## WHAT THE TASK ASKS
Repeat the lines from the one containing "Every instance of the yellow" up to and including the one containing "Trace each instance of the yellow flower.", swapping "yellow flower" for "orange blossom" and leaving everything else unchanged.

>>>

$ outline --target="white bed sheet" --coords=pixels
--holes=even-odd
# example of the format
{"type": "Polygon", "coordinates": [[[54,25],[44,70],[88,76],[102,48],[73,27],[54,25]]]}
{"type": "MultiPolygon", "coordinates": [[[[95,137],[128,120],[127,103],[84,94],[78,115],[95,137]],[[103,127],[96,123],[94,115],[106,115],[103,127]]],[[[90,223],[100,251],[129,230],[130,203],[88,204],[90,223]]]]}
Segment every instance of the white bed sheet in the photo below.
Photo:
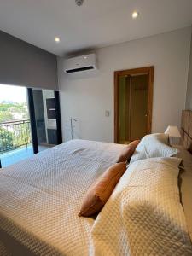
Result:
{"type": "Polygon", "coordinates": [[[36,254],[88,255],[94,219],[78,213],[123,147],[73,140],[0,171],[0,230],[36,254]]]}

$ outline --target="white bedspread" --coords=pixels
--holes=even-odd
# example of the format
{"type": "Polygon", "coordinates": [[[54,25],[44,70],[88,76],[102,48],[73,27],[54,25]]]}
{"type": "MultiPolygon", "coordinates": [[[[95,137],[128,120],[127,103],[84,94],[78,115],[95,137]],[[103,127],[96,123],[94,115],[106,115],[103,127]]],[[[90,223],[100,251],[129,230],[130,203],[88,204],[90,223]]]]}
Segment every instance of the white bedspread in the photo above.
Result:
{"type": "Polygon", "coordinates": [[[78,213],[122,147],[73,140],[1,170],[0,230],[38,255],[88,255],[94,219],[78,213]]]}
{"type": "Polygon", "coordinates": [[[91,255],[192,255],[179,200],[179,162],[154,158],[130,166],[95,221],[91,255]]]}

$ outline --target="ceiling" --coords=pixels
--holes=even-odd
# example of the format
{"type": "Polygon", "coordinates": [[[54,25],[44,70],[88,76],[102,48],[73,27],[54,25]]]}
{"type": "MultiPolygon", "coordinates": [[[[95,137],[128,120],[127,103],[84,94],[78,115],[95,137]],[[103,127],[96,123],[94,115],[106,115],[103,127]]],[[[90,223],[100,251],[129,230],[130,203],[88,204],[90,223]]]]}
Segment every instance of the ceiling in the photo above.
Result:
{"type": "Polygon", "coordinates": [[[0,30],[57,55],[191,24],[192,0],[0,0],[0,30]]]}

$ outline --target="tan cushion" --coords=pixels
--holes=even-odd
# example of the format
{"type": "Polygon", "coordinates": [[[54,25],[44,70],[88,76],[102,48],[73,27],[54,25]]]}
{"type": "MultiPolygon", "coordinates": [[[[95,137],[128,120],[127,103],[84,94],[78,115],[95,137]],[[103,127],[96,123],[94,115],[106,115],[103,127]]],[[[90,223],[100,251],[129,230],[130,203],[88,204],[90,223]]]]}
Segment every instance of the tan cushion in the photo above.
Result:
{"type": "Polygon", "coordinates": [[[125,162],[130,160],[139,142],[140,142],[139,140],[136,140],[129,143],[127,146],[125,146],[122,149],[117,162],[119,163],[119,162],[125,162]]]}
{"type": "Polygon", "coordinates": [[[89,217],[98,212],[108,201],[125,170],[125,162],[109,167],[88,189],[79,216],[89,217]]]}

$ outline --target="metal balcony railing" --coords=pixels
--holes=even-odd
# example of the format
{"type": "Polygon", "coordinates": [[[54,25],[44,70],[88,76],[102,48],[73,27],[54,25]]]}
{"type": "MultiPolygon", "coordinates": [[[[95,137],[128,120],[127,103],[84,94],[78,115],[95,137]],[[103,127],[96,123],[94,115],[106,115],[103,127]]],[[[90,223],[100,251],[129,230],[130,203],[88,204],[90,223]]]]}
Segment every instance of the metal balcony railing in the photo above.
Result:
{"type": "Polygon", "coordinates": [[[31,143],[30,120],[0,123],[0,154],[31,143]]]}

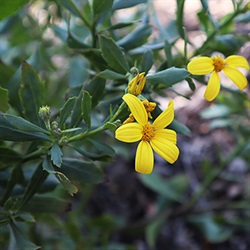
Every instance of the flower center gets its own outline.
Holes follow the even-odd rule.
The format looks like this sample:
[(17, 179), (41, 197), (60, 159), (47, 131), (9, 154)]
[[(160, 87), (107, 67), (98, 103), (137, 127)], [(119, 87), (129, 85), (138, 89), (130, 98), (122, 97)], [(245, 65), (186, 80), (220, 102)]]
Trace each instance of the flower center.
[(214, 57), (213, 58), (213, 65), (214, 65), (215, 71), (220, 72), (225, 67), (224, 59), (220, 56)]
[(142, 131), (142, 140), (143, 141), (150, 141), (155, 136), (155, 129), (151, 126), (151, 124), (148, 122), (143, 127)]

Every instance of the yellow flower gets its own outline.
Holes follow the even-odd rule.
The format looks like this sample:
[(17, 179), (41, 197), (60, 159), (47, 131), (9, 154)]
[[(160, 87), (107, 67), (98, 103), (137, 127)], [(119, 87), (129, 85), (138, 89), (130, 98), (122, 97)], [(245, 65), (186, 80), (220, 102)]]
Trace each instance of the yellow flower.
[(151, 124), (142, 102), (131, 94), (123, 96), (132, 115), (137, 122), (120, 126), (116, 139), (123, 142), (140, 141), (135, 157), (135, 170), (142, 174), (150, 174), (154, 166), (153, 150), (169, 163), (174, 163), (179, 156), (176, 146), (176, 132), (165, 129), (174, 119), (174, 103), (169, 102), (168, 108)]
[[(154, 111), (156, 107), (155, 102), (149, 102), (148, 100), (143, 100), (142, 104), (144, 105), (144, 108), (146, 109), (146, 112), (148, 114), (148, 118), (153, 119), (151, 112)], [(133, 114), (131, 113), (129, 117), (123, 122), (123, 124), (133, 122), (135, 120)]]
[(132, 95), (139, 95), (141, 94), (145, 83), (146, 83), (146, 77), (144, 77), (145, 72), (141, 74), (137, 74), (136, 77), (134, 77), (128, 84), (128, 93)]
[(223, 71), (240, 90), (247, 86), (246, 77), (237, 69), (249, 69), (248, 62), (243, 56), (229, 56), (223, 59), (221, 56), (198, 57), (189, 62), (187, 69), (193, 75), (205, 75), (212, 72), (207, 84), (204, 97), (208, 101), (214, 100), (220, 91), (220, 76), (218, 72)]

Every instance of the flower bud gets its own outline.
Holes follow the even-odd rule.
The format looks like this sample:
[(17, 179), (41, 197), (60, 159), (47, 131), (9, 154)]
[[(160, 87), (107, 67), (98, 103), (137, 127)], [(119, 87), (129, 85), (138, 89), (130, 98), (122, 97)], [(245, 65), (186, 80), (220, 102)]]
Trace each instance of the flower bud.
[(145, 83), (146, 83), (146, 77), (144, 77), (145, 72), (137, 74), (136, 77), (134, 77), (128, 84), (128, 93), (132, 95), (139, 95), (141, 94)]

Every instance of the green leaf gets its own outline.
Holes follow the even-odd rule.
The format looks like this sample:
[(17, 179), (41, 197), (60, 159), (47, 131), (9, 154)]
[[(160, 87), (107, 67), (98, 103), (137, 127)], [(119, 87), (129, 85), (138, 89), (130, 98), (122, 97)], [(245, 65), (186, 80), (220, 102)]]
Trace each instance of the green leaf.
[(117, 44), (123, 47), (125, 50), (137, 48), (145, 44), (147, 38), (151, 35), (151, 32), (151, 25), (144, 22), (121, 40), (117, 41)]
[(114, 0), (93, 0), (93, 12), (94, 15), (99, 15), (101, 13), (104, 13), (106, 11), (110, 11), (112, 9)]
[(84, 90), (92, 96), (92, 109), (102, 100), (105, 94), (105, 83), (105, 79), (95, 77), (84, 86)]
[(23, 132), (41, 132), (49, 134), (49, 132), (25, 119), (11, 114), (2, 114), (4, 118), (15, 128)]
[(111, 80), (126, 79), (125, 75), (116, 73), (115, 71), (112, 71), (112, 70), (109, 70), (109, 69), (105, 69), (104, 71), (101, 71), (96, 76), (104, 78), (104, 79), (111, 79)]
[(72, 147), (73, 149), (75, 149), (75, 151), (77, 151), (79, 154), (86, 156), (91, 160), (94, 160), (94, 161), (113, 161), (113, 158), (108, 154), (103, 154), (103, 153), (95, 154), (95, 153), (91, 153), (89, 151), (85, 151), (79, 147), (75, 147), (72, 145), (69, 145), (69, 146)]
[(44, 105), (42, 84), (37, 72), (27, 62), (22, 63), (21, 88), (19, 97), (25, 117), (36, 125), (41, 126), (38, 115), (39, 108)]
[(25, 250), (36, 250), (40, 247), (29, 241), (29, 239), (22, 233), (22, 230), (18, 227), (17, 223), (12, 221), (10, 223), (11, 238), (10, 238), (10, 249), (25, 249)]
[(47, 176), (48, 173), (44, 171), (42, 165), (39, 164), (25, 188), (23, 198), (19, 204), (20, 208), (25, 205), (34, 196), (35, 193), (39, 191)]
[(83, 91), (82, 95), (82, 117), (87, 125), (88, 129), (91, 126), (91, 109), (92, 109), (92, 97), (89, 92)]
[(51, 148), (50, 154), (51, 154), (51, 161), (53, 162), (53, 164), (60, 168), (62, 165), (63, 153), (62, 153), (62, 150), (57, 143), (55, 143), (53, 145), (53, 147)]
[(100, 183), (103, 172), (92, 162), (63, 159), (62, 173), (81, 183)]
[(64, 123), (66, 122), (67, 118), (72, 113), (75, 101), (76, 101), (75, 97), (69, 98), (64, 103), (63, 107), (60, 109), (60, 120), (59, 120), (59, 127), (60, 128), (62, 128), (64, 126)]
[(0, 112), (0, 140), (6, 141), (46, 141), (50, 138), (41, 132), (26, 132), (20, 131), (12, 126), (6, 119), (3, 113)]
[(99, 36), (102, 56), (108, 65), (123, 74), (129, 71), (129, 65), (118, 45), (112, 38)]
[(72, 183), (66, 175), (64, 175), (62, 172), (54, 170), (51, 160), (48, 158), (48, 156), (44, 158), (42, 167), (47, 173), (54, 174), (71, 196), (74, 196), (78, 192), (78, 187)]
[(159, 174), (140, 175), (144, 185), (169, 201), (183, 202), (183, 193), (188, 187), (188, 180), (184, 175), (177, 175), (170, 179), (163, 179)]
[(147, 82), (151, 84), (164, 84), (165, 87), (170, 87), (189, 76), (186, 69), (171, 67), (152, 75), (147, 76)]
[(176, 25), (177, 25), (177, 30), (182, 39), (185, 39), (185, 34), (184, 34), (184, 23), (183, 23), (183, 17), (184, 17), (184, 3), (185, 0), (178, 0), (177, 1), (177, 12), (176, 12)]
[(11, 0), (9, 1), (1, 1), (1, 11), (0, 11), (0, 20), (13, 15), (16, 11), (18, 11), (24, 4), (28, 3), (29, 0)]
[(69, 202), (57, 197), (35, 195), (28, 204), (22, 207), (22, 211), (31, 213), (60, 213), (69, 208)]
[(82, 121), (82, 91), (75, 99), (75, 105), (72, 111), (70, 127), (78, 127)]
[(0, 87), (0, 111), (6, 112), (9, 108), (8, 90)]
[(216, 222), (212, 214), (194, 215), (188, 218), (211, 243), (221, 243), (232, 236), (232, 232)]
[(133, 7), (137, 4), (147, 3), (147, 0), (115, 0), (113, 4), (114, 10), (125, 9)]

<<<

## REPLY TO THE EXERCISE
Every instance of the orange blossom gets its own outline.
Holes follow the even-odd rule.
The format looks like this sample:
[(17, 179), (41, 197), (60, 159), (47, 131), (9, 154)]
[[(160, 87), (107, 67), (98, 103), (137, 127)], [(119, 87), (129, 85), (138, 89), (130, 98), (122, 97)], [(245, 65), (186, 80), (220, 102)]]
Trace each instance of the orange blossom.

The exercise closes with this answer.